# Short exercise:
Copy out every item below, replacing "Quickstart" with "Getting started" and changing nothing else. Leave the pictures out of your copy.

[Pointing and labeling items]
■ ■ ■ ■
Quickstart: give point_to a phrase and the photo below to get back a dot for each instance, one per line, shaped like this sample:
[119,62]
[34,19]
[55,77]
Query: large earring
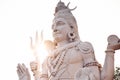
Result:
[71,36]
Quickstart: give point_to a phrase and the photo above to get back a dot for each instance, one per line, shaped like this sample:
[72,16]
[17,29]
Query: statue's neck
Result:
[62,43]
■ ■ ■ ■
# Output for this exercise:
Getting started: give point_to a phrase and the photo below to get back a dot for each instance, one per line, shaped like this sample:
[119,62]
[34,19]
[55,77]
Query: large earring
Result:
[71,36]
Getting started: give point_to a phrase and the photo above to get back a dot for each instance, one per line, shaped like this sample:
[72,16]
[17,29]
Query: statue's neck
Result:
[62,43]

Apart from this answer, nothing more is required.